» **What to work on**:
Render the records below as a Markdown table with the columns Row and Line. Give each line its row number and leave out any blank lines.

----------------------------------------

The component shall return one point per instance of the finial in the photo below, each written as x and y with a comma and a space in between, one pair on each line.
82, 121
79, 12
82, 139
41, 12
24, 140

----------------------------------------

» **Answer to the exercise**:
| Row | Line |
|---|---|
| 1 | The component shall return one point per instance of the finial in the photo below, each written as x and y with a comma and a space in between, one pair on each line. |
| 2 | 82, 121 |
| 3 | 79, 12 |
| 4 | 82, 139 |
| 5 | 41, 12 |
| 6 | 24, 140 |